_PASSAGE SHOWN_.
Even greater challenges are on the horizon. Several of China's major river systems are running dry in places, necessitating huge and costly river diversion schemes.
Much of China's north is under increasing threat of desertification, prompting vast afforestation schemes, with only mixed results.
These depleted land and water resources, coupled with the river diversions, will contribute to migration on the scale of tens of millions over the next decades.
While this will relieve population pressure on some of China's most overgrazed and intensively farmed land, it will increase the strain on many urban areas.
Already cities such as Shanghai are experiencing significant stress to their sanitation and waste systems, as well as difficulty in gaining access to natural resources, such as water.
At the same time, as the reforms have exacerbated old (as well as introduced new) environmental challenges, they have not managed to break free of other aspects of China's environmental legacy.
Particularly damaging has been Beijing's continued reliance on campaigns to address vast, often complex environmental problems.
History has demonstrated repeatedly that the challenges of deforestation, pollution and scarcity of natural resources are poorly addressed by grand-scale campaigns that attend little to the complex social, economic and environmental/scientific issues that underpin these challenges.
Moreover, even as China assumes a leadership position in the global economy and the international community, its leaders struggle to move beyond traditional notions of security that contribute to large-scale development programs with potentially highly deleterious environmental consequences, such as the grain self-reliance and "Go West" campaigns.

_SUPPLIED DATA_.
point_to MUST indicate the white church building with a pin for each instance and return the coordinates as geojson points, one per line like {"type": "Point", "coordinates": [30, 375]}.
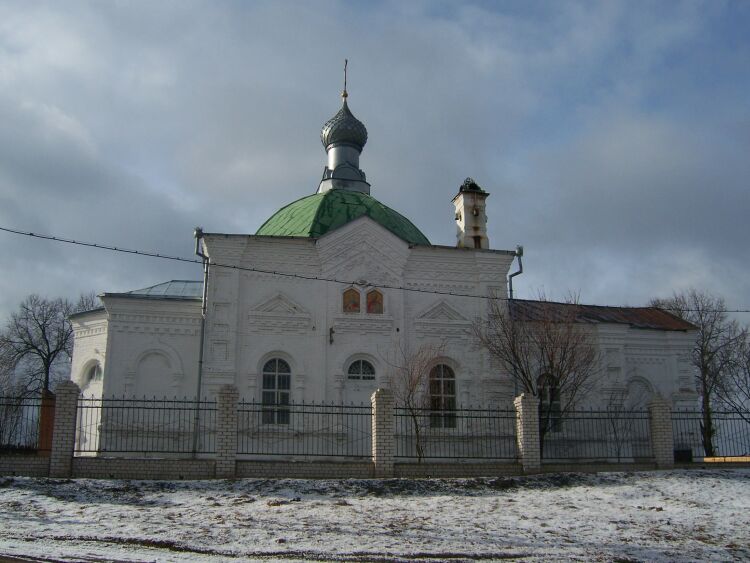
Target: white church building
{"type": "Point", "coordinates": [318, 302]}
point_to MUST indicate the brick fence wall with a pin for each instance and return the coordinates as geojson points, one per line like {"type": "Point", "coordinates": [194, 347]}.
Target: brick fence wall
{"type": "Point", "coordinates": [225, 464]}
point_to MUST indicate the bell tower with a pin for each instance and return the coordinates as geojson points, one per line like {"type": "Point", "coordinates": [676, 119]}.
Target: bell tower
{"type": "Point", "coordinates": [471, 218]}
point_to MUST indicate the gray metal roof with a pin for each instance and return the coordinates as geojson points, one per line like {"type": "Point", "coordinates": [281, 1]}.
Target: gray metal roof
{"type": "Point", "coordinates": [174, 289]}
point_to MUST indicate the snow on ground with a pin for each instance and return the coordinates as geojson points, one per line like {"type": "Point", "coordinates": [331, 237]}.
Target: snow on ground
{"type": "Point", "coordinates": [655, 516]}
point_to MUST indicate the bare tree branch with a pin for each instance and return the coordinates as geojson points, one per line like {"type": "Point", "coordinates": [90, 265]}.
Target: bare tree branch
{"type": "Point", "coordinates": [37, 341]}
{"type": "Point", "coordinates": [715, 352]}
{"type": "Point", "coordinates": [546, 350]}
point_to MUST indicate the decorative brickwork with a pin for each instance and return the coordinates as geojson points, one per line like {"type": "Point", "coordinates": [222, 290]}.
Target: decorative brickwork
{"type": "Point", "coordinates": [383, 429]}
{"type": "Point", "coordinates": [64, 433]}
{"type": "Point", "coordinates": [527, 432]}
{"type": "Point", "coordinates": [134, 468]}
{"type": "Point", "coordinates": [226, 431]}
{"type": "Point", "coordinates": [662, 440]}
{"type": "Point", "coordinates": [26, 465]}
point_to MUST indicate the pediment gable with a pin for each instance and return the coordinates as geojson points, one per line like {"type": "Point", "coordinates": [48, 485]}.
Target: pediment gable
{"type": "Point", "coordinates": [363, 250]}
{"type": "Point", "coordinates": [280, 304]}
{"type": "Point", "coordinates": [442, 311]}
{"type": "Point", "coordinates": [279, 314]}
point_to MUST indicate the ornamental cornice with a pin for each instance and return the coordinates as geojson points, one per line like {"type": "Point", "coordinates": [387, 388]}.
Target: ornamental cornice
{"type": "Point", "coordinates": [363, 324]}
{"type": "Point", "coordinates": [88, 332]}
{"type": "Point", "coordinates": [152, 329]}
{"type": "Point", "coordinates": [260, 322]}
{"type": "Point", "coordinates": [155, 319]}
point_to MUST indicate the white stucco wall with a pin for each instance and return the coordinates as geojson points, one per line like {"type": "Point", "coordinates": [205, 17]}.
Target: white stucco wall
{"type": "Point", "coordinates": [254, 316]}
{"type": "Point", "coordinates": [150, 346]}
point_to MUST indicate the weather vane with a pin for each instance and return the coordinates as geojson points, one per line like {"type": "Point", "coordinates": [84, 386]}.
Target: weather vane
{"type": "Point", "coordinates": [344, 94]}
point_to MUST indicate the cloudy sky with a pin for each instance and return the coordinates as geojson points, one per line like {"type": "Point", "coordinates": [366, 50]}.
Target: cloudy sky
{"type": "Point", "coordinates": [614, 137]}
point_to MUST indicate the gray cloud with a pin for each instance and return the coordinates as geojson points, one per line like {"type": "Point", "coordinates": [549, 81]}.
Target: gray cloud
{"type": "Point", "coordinates": [613, 139]}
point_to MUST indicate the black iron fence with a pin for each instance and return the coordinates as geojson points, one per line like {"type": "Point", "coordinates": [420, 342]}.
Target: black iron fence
{"type": "Point", "coordinates": [731, 436]}
{"type": "Point", "coordinates": [145, 426]}
{"type": "Point", "coordinates": [597, 435]}
{"type": "Point", "coordinates": [304, 429]}
{"type": "Point", "coordinates": [463, 433]}
{"type": "Point", "coordinates": [20, 419]}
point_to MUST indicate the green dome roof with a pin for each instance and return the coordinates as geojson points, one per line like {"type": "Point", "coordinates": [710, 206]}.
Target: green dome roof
{"type": "Point", "coordinates": [315, 215]}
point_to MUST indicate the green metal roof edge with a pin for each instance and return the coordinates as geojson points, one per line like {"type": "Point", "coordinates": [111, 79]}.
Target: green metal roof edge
{"type": "Point", "coordinates": [313, 224]}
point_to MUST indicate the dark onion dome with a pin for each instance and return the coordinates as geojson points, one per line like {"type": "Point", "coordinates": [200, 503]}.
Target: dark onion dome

_SET TASK 1_. Reproduce the passage on China's environmental challenges in full, word for word.
_SET TASK 2_. Locate every line of the records that contains the string "dome" and copy each one out. Case counts.

_RIGHT ANSWER 1_.
Even greater challenges are on the horizon. Several of China's major river systems are running dry in places, necessitating huge and costly river diversion schemes.
Much of China's north is under increasing threat of desertification, prompting vast afforestation schemes, with only mixed results.
These depleted land and water resources, coupled with the river diversions, will contribute to migration on the scale of tens of millions over the next decades.
While this will relieve population pressure on some of China's most overgrazed and intensively farmed land, it will increase the strain on many urban areas.
Already cities such as Shanghai are experiencing significant stress to their sanitation and waste systems, as well as difficulty in gaining access to natural resources, such as water.
At the same time, as the reforms have exacerbated old (as well as introduced new) environmental challenges, they have not managed to break free of other aspects of China's environmental legacy.
Particularly damaging has been Beijing's continued reliance on campaigns to address vast, often complex environmental problems.
History has demonstrated repeatedly that the challenges of deforestation, pollution and scarcity of natural resources are poorly addressed by grand-scale campaigns that attend little to the complex social, economic and environmental/scientific issues that underpin these challenges.
Moreover, even as China assumes a leadership position in the global economy and the international community, its leaders struggle to move beyond traditional notions of security that contribute to large-scale development programs with potentially highly deleterious environmental consequences, such as the grain self-reliance and "Go West" campaigns.

_RIGHT ANSWER 2_.
point_to MUST indicate the green dome roof with a pin for each instance and return the coordinates as geojson points, one per line like {"type": "Point", "coordinates": [710, 206]}.
Target: green dome roof
point_to MUST indicate the dark onion dome with a pin for each instance and return the coordinates as geojson points, one per line like {"type": "Point", "coordinates": [200, 503]}.
Target: dark onion dome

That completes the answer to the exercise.